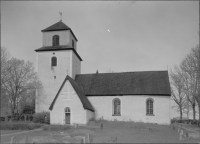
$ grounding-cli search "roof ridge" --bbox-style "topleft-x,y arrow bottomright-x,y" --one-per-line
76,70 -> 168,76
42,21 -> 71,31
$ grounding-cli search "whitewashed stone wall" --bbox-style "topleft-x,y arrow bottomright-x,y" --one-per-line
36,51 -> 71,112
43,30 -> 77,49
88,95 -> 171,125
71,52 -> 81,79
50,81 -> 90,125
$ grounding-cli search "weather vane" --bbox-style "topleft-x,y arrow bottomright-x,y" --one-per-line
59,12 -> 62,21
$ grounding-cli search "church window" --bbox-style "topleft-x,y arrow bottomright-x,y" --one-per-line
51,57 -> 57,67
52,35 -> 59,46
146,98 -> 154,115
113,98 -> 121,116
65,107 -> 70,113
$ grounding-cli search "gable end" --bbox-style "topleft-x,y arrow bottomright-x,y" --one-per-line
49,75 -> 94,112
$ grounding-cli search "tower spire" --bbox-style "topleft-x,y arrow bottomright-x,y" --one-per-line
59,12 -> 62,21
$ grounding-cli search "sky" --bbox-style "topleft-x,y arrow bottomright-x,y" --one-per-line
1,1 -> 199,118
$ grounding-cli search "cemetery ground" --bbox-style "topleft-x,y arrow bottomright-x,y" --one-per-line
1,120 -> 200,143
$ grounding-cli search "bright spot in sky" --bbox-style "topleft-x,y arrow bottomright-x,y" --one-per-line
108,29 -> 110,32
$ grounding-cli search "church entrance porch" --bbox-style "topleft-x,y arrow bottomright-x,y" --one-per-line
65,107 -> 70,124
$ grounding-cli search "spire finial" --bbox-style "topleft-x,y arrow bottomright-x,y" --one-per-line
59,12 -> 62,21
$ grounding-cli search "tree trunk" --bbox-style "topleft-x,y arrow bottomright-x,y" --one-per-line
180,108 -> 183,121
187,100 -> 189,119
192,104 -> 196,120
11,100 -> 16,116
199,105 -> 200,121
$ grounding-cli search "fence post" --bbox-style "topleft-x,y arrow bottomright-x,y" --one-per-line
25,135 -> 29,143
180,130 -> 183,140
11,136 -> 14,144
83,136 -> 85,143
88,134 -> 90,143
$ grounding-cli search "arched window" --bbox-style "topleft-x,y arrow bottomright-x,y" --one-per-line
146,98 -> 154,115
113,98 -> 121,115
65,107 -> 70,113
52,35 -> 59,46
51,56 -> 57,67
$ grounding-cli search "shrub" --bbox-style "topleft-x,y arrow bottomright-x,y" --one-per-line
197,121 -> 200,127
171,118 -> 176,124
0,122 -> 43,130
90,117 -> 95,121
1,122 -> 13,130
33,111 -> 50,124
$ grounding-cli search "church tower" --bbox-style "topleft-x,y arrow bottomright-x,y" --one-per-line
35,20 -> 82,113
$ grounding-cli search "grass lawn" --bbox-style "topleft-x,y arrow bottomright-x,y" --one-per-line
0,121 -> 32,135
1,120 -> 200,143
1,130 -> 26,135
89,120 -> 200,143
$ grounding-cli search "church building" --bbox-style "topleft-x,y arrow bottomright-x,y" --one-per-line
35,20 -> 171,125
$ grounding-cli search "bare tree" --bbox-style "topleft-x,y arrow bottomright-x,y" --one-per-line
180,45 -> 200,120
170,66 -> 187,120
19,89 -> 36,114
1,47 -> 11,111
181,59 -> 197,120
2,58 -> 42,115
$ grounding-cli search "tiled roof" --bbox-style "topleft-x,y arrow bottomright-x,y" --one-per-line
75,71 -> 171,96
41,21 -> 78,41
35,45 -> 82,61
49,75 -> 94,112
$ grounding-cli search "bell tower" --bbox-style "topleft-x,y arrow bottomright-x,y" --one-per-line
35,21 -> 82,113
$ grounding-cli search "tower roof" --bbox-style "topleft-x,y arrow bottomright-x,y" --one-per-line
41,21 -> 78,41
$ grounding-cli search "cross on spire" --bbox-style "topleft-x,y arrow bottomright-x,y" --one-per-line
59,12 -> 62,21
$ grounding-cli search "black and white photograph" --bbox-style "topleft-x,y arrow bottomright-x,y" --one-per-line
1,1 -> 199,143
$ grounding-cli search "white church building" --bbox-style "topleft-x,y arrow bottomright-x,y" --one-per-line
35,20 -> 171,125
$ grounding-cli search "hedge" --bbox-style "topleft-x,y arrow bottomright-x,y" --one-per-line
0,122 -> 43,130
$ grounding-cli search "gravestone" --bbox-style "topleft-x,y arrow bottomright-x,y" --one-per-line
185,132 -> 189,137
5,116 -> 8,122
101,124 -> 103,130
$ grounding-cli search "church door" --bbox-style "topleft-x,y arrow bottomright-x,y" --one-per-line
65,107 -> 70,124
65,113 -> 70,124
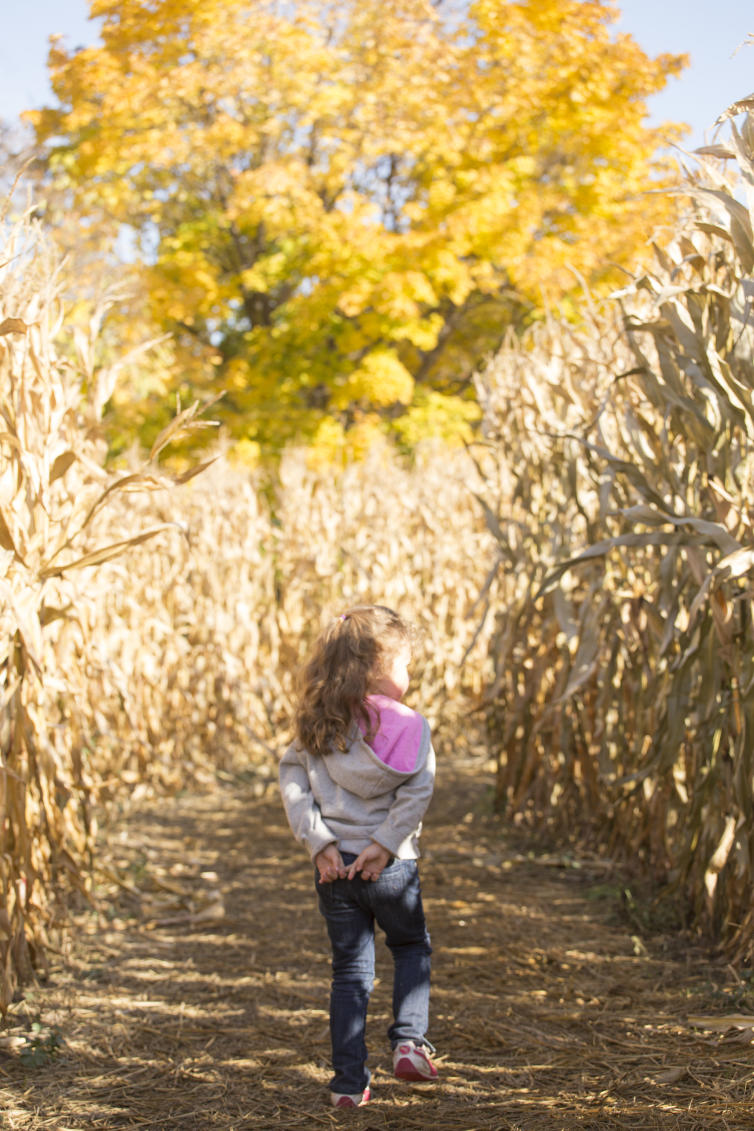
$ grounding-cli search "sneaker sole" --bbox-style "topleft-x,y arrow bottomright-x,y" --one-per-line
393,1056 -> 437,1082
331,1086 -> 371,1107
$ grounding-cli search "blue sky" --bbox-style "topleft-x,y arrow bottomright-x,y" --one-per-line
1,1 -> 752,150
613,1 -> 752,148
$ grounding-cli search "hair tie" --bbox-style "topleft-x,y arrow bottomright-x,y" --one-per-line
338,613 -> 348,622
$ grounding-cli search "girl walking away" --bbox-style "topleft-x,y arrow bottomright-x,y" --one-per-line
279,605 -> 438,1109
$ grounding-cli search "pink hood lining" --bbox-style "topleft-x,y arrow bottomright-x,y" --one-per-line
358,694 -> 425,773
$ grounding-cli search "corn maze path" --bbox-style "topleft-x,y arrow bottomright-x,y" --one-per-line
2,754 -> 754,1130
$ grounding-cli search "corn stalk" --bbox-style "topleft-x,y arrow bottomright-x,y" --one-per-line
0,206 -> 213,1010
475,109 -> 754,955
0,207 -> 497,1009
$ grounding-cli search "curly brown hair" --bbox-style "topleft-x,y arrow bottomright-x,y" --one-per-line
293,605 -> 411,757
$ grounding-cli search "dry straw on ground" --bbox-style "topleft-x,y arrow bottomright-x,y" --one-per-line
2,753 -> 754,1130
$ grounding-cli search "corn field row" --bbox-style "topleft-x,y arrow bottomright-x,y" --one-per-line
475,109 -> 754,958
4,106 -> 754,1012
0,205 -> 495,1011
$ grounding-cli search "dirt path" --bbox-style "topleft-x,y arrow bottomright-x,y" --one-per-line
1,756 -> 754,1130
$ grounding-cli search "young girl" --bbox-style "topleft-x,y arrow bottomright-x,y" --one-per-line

____

◆ EXERCISE ◆
Would you return the material exactly, images excluded?

◆ SOLUTION ◆
$ grounding-cli search "roof ridge" --bbox-style "topleft-x,y arrow bottomright-x,y" --one-per-line
76,70 -> 168,76
42,21 -> 71,31
$ grounding-cli search "whitewashed stone wall" --bbox-style "topleft-x,y arrow bottomright-x,y" --one-per-line
36,51 -> 71,112
43,30 -> 77,49
88,95 -> 171,125
71,52 -> 81,79
50,81 -> 90,125
$ grounding-cli search "weather vane" --bbox-style "topleft-x,y arrow bottomright-x,y" --one-per-line
59,12 -> 62,21
$ grounding-cli search "church window" --bbox-style "topleft-x,y arrow bottomright-x,y" --one-per-line
51,57 -> 57,67
52,35 -> 59,46
146,98 -> 154,115
113,98 -> 121,116
65,107 -> 70,113
$ grounding-cli search "gable end" --bbox-style "topleft-x,y arrow bottomright-x,y" --one-per-line
49,75 -> 94,112
$ grounding-cli search "tower spire" --bbox-style "topleft-x,y arrow bottomright-x,y" --one-per-line
59,12 -> 62,21
$ grounding-cli search "sky" --bbox-style "topleft-x,y arrow bottomright-x,y" --one-per-line
1,1 -> 199,118
$ grounding-cli search "cemetery ground" --bbox-style "topleft-x,y arrow bottomright-x,y" --one-per-line
1,120 -> 200,143
$ grounding-cli search "bright spot in sky" --bbox-style "topleft-x,y arrow bottomright-x,y" --one-per-line
108,29 -> 110,32
$ grounding-cli search "church entrance porch" --bbox-style "topleft-x,y arrow bottomright-x,y" --one-per-line
65,107 -> 70,124
$ grounding-cli search "spire finial" --bbox-style "topleft-x,y arrow bottomright-x,y" --one-per-line
59,12 -> 62,21
$ grounding-cli search "tree trunk" --bbox-style "topleft-x,y arrow bottomright-x,y" --one-per-line
180,108 -> 183,121
187,100 -> 189,119
192,104 -> 196,120
11,100 -> 16,116
199,105 -> 200,121
$ grounding-cli search "fence post" --bbox-style "topleft-x,y arrow bottomright-x,y" --one-per-line
25,135 -> 29,143
180,130 -> 183,140
11,136 -> 14,144
83,136 -> 85,143
88,134 -> 90,143
$ grounding-cli search "arched window" --bbox-style "topleft-x,y arrow bottomright-x,y" --one-per-line
146,98 -> 154,115
113,98 -> 121,115
65,107 -> 70,113
52,35 -> 59,46
51,56 -> 57,67
$ grounding-cli search "shrub" --bbox-style "topleft-x,y arrow bottomright-x,y" --one-per-line
197,121 -> 200,127
171,118 -> 176,124
0,122 -> 43,130
90,117 -> 95,121
1,122 -> 13,130
33,111 -> 50,124
$ grounding-cli search "church tower" --bbox-style "topleft-x,y arrow bottomright-x,y" --one-per-line
35,20 -> 82,113
$ grounding-cli search "grass lawn" --bbox-style "topleft-x,y arrow bottomright-x,y" --one-per-line
0,121 -> 32,135
1,120 -> 200,143
1,130 -> 26,135
89,120 -> 200,143
$ grounding-cli search "church building" --bbox-style "topleft-x,y arrow bottomright-x,y" --one-per-line
35,20 -> 171,125
$ grounding-cli search "bare tree" --bbox-style "topleft-x,y arrow bottomright-x,y" --one-per-line
180,45 -> 200,120
170,66 -> 187,120
19,89 -> 36,114
1,47 -> 11,111
181,59 -> 197,120
2,58 -> 42,115
$ grounding-cli search "tiled roof" --bbox-style "topleft-x,y arrow bottomright-x,y" --one-per-line
75,71 -> 171,96
41,21 -> 78,41
35,45 -> 82,61
49,75 -> 94,112
$ grounding-cli search "bell tower" --bbox-style "topleft-x,y arrow bottomright-x,y" --one-per-line
35,21 -> 82,113
$ grounding-cli search "tower roof" --bbox-style "topleft-x,y arrow bottomright-x,y" --one-per-line
41,21 -> 78,41
$ grounding-cli search "cross on spire" --bbox-style "topleft-x,y arrow bottomright-x,y" --one-per-line
59,12 -> 62,21
$ grounding-cli search "black and white photograph" --bbox-style "topleft-x,y arrow bottomright-x,y" --one-per-line
1,1 -> 199,143
$ grounding-cli search "white church building" --bbox-style "topleft-x,y arrow bottomright-x,y" --one-per-line
35,20 -> 171,125
$ grounding-cli search "hedge" --bbox-style "topleft-x,y arrow bottomright-x,y" --one-per-line
0,122 -> 43,130
$ grounding-cli search "gravestone" --bbox-style "topleft-x,y arrow bottomright-x,y" --one-per-line
185,132 -> 189,137
5,116 -> 8,122
101,124 -> 103,130
$ grounding-cli search "church door" --bbox-style "topleft-x,y arrow bottomright-x,y" --one-per-line
65,107 -> 70,124
65,113 -> 70,124
$ grounding-cli search "sneaker sole" --bbox-style "topleft-x,y arrow bottomright-x,y" --one-per-line
393,1056 -> 437,1082
331,1086 -> 371,1107
$ grounding-cli search "blue sky" --bbox-style "topleft-x,y arrow bottomright-x,y" --one-per-line
1,1 -> 752,150
613,1 -> 752,148
$ grounding-cli search "hair tie" --bbox-style "topleft-x,y arrow bottomright-x,y" --one-per-line
338,613 -> 348,622
$ grounding-cli search "girl walking away" --bbox-style "topleft-x,y arrow bottomright-x,y" --one-per-line
279,605 -> 438,1109
$ grounding-cli search "pink hood lining" --bbox-style "topleft-x,y arrow bottomright-x,y" --one-per-line
358,694 -> 425,773
$ grounding-cli search "corn maze path" --bbox-style "topleft-x,y arrow bottomright-x,y" --one-per-line
2,754 -> 754,1130
$ grounding-cli search "corn stalk" --bbox-style "topleft-x,y arrow bottomright-x,y" --one-per-line
0,206 -> 213,1010
475,109 -> 754,955
0,207 -> 497,1009
$ grounding-cli search "curly brown hair" --bbox-style "topleft-x,y arrow bottomright-x,y" --one-per-line
293,605 -> 411,757
$ grounding-cli search "dry straw on ground" --bbox-style "topleft-x,y arrow bottomright-x,y" --one-per-line
2,753 -> 754,1130
$ grounding-cli search "corn field row" --bbox-style "topleft-x,y arrow bottomright-x,y" --one-per-line
475,109 -> 754,958
4,106 -> 754,1012
0,205 -> 495,1011
$ grounding-cli search "dirt path" --bbox-style "topleft-x,y arrow bottomright-x,y" --one-per-line
1,756 -> 754,1130
$ grounding-cli search "young girl" --bbox-style "topleft-x,y arrow bottomright-x,y" --one-per-line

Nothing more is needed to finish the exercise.